---------- Information given ----------

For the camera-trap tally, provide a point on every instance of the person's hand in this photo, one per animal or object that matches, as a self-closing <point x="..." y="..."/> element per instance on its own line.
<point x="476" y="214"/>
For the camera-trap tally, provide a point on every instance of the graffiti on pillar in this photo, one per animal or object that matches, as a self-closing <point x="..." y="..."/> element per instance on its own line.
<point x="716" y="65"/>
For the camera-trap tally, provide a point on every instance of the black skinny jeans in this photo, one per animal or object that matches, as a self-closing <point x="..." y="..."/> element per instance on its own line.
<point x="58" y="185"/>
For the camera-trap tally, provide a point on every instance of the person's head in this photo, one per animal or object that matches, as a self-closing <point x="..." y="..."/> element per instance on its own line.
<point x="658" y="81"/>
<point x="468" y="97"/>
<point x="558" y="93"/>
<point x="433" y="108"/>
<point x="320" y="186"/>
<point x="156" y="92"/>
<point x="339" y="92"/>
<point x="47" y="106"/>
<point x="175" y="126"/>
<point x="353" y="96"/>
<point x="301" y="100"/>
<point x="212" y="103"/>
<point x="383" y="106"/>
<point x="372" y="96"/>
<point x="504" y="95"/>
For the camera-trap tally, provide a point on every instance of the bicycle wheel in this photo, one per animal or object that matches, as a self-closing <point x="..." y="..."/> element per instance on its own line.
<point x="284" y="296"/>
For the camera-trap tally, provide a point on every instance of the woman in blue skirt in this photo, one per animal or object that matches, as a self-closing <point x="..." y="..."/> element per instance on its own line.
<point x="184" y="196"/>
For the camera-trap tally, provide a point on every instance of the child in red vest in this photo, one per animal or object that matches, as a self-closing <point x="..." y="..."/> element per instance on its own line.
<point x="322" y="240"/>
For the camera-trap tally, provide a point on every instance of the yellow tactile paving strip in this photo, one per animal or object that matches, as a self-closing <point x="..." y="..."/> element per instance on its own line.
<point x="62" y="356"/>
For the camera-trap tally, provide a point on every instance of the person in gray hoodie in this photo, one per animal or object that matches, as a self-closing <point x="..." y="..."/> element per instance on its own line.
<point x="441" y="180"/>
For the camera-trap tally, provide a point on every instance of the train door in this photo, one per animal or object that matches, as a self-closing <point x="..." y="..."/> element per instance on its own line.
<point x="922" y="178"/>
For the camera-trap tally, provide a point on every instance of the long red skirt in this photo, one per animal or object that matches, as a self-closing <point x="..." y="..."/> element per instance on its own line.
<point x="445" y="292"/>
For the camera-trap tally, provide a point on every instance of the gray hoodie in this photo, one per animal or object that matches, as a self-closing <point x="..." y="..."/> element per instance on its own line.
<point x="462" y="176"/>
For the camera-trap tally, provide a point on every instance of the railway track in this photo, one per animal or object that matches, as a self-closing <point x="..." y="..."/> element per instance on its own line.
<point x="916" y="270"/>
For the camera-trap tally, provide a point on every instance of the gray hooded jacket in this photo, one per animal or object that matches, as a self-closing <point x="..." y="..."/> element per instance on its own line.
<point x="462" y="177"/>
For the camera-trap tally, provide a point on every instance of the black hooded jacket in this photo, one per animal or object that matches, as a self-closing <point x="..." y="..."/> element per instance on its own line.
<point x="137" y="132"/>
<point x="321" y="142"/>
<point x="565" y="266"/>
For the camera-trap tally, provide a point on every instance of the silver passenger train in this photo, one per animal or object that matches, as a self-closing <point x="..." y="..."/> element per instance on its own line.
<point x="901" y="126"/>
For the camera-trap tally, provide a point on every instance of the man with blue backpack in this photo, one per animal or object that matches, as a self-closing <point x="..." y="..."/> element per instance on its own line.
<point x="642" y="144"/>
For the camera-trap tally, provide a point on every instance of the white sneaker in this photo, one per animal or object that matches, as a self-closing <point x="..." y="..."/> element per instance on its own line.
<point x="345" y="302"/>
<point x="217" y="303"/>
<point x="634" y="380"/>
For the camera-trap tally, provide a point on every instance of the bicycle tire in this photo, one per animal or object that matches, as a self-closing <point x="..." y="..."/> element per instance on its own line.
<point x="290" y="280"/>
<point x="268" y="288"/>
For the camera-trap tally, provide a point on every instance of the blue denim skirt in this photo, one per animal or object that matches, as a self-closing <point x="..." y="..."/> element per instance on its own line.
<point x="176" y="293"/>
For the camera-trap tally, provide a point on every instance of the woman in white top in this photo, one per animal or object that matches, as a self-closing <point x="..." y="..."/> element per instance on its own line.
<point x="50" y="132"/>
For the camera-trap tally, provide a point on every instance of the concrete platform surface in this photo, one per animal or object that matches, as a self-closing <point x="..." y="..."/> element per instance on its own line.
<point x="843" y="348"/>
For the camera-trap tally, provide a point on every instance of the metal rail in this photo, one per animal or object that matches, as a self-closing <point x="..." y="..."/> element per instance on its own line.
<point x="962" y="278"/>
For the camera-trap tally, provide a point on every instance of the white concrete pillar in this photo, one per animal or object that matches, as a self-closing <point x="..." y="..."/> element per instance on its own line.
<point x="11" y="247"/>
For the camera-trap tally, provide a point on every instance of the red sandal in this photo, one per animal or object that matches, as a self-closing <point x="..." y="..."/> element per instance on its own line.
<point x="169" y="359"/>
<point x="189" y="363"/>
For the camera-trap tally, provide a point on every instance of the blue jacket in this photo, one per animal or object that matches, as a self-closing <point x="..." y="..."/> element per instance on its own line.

----------

*What you need to do:*
Quote every line of the data, word for word.

*Answer to this task:*
For the camera-trap tally, provide a point on every instance of the person's hand in this photo, one per animal or object that matches, as a self-closing <point x="..." y="..."/> element per instance on its own line.
<point x="476" y="214"/>
For the camera-trap tally, provide a point on every instance of the graffiti on pillar in this photo, one per animal or object that matches, as a self-closing <point x="..." y="..."/> element per instance on its own line.
<point x="716" y="65"/>
For the camera-trap tally, provide a point on every instance of the black skinny jeans in this photo, one per animal or object that matches, as a self-closing <point x="..." y="..."/> element per instance on its own line.
<point x="58" y="185"/>
For the camera-trap tally, provide a point on every instance of the person's head in this photo, one per animal or object that matches, as a self-closing <point x="..." y="..."/> element per instance on its own line.
<point x="658" y="81"/>
<point x="468" y="97"/>
<point x="558" y="93"/>
<point x="433" y="108"/>
<point x="320" y="186"/>
<point x="156" y="92"/>
<point x="339" y="92"/>
<point x="47" y="106"/>
<point x="175" y="126"/>
<point x="353" y="96"/>
<point x="301" y="100"/>
<point x="212" y="103"/>
<point x="383" y="106"/>
<point x="372" y="96"/>
<point x="504" y="95"/>
For the camera-trap tally, provide a point on every instance of the bicycle wheel in this photo, one per animal or object that matches, as a self-closing <point x="..." y="..."/> element per instance on its own line.
<point x="284" y="296"/>
For the camera-trap tally, provide a point on every instance of the woman in blue skirt in this photo, one per animal or object that matches, as a self-closing <point x="..." y="..."/> element per instance on its own line.
<point x="184" y="196"/>
For the camera-trap tally, provide a point on every instance of the child in red vest in this photo, one per animal or object that matches, as a self-closing <point x="..." y="..."/> element per instance on its own line.
<point x="322" y="240"/>
For the camera-trap tally, provide a point on every instance of the yellow tactile paving strip in this photo, one per animal or object that matches, as a self-closing <point x="..." y="..."/> element per instance on its own line.
<point x="62" y="356"/>
For the camera-trap tally, provide a point on every instance of the person in gray hoodie in this photo, one per animal or object that matches, as a self-closing <point x="..." y="..."/> element per instance on its own line.
<point x="441" y="180"/>
For the camera-trap tally, provide a point on every instance of the train door in this photo, one per animal or object that matches, as a self-closing <point x="..." y="..."/> element per instance on its own line.
<point x="922" y="178"/>
For the camera-trap tally, provide a point on every instance of the long red skirt in this photo, one per animal or object that matches, as a self-closing <point x="..." y="..."/> element per instance on its own line.
<point x="445" y="292"/>
For the camera-trap tally, provide a point on every instance of the gray hoodie in this photo, one per animal or object that matches, as a self-closing <point x="..." y="..."/> element per instance on its own line.
<point x="462" y="176"/>
For the camera-trap tally, provide a point on every instance of the railway track in this photo, one per animal or object that matches, as a self-closing <point x="..." y="..."/> element per instance on its own line.
<point x="916" y="270"/>
For the camera-trap tally, provide a point on every instance of the gray hooded jacket in this photo, one per animal or object that matches, as a self-closing <point x="..." y="..."/> element per instance on its own line.
<point x="462" y="177"/>
For the camera-trap tally, provide a point on every instance of the black hooded jacket in this photo, one per animal or object that matches, as a self-closing <point x="..." y="..."/> element per instance on its own line.
<point x="137" y="132"/>
<point x="321" y="142"/>
<point x="565" y="266"/>
For the camera-trap tally, provide a point on every instance of the silver passenger train in this photo, one per animal or object that matches, as a self-closing <point x="..." y="..."/> element per instance on its own line.
<point x="901" y="126"/>
For the camera-trap tally, provide a point on every instance of the man with blue backpack in this photo, one per animal or object that matches, as a self-closing <point x="..." y="..."/> element per instance on its own line.
<point x="642" y="144"/>
For the camera-trap tally, provide a point on every instance of the white sneaker in this photo, one per animal or object that matches, as a self-closing <point x="..." y="..."/> element per instance on its own line.
<point x="345" y="302"/>
<point x="217" y="303"/>
<point x="634" y="380"/>
For the camera-trap tally, provide a point on every instance of the bicycle tire in this photo, one per animal or object that matches, as a self-closing <point x="..." y="..."/> element per instance on its own line.
<point x="290" y="280"/>
<point x="268" y="288"/>
For the camera-trap tally, provide a point on every instance of the blue denim skirt in this photo, one per animal or object that matches, as a self-closing <point x="..." y="..."/> element per instance on its own line.
<point x="176" y="293"/>
For the camera-trap tally, provide a point on every instance of the woman in white top in this photo, one per animal or object that matches, as a self-closing <point x="..." y="..."/> element per instance on its own line.
<point x="50" y="132"/>
For the camera-trap tally, provide a point on every instance of the concrete platform surface in this photo, one per animal or object that matches, as a self-closing <point x="..." y="..."/> element per instance on its own line.
<point x="843" y="348"/>
For the camera-trap tally, provide a point on every instance of the metal rail in this photo, one per animal or object that matches, as a self-closing <point x="..." y="..."/> element per instance on its own line.
<point x="962" y="278"/>
For the camera-trap tally, provide a point on every instance of the white concrete pillar in this photo, one per animal or object that matches, as a self-closing <point x="..." y="..."/> element per instance on its own line.
<point x="11" y="247"/>
For the camera-trap tally, provide a point on every instance of the red sandal in this photo, one per animal or object that matches, as a self-closing <point x="..." y="..."/> element per instance on its own line.
<point x="169" y="359"/>
<point x="189" y="363"/>
For the camera-trap tally, provide a point on every instance of the blue jacket in this photo, one per animal or object that matches, as a self-closing <point x="..." y="..."/> element per instance on its own line.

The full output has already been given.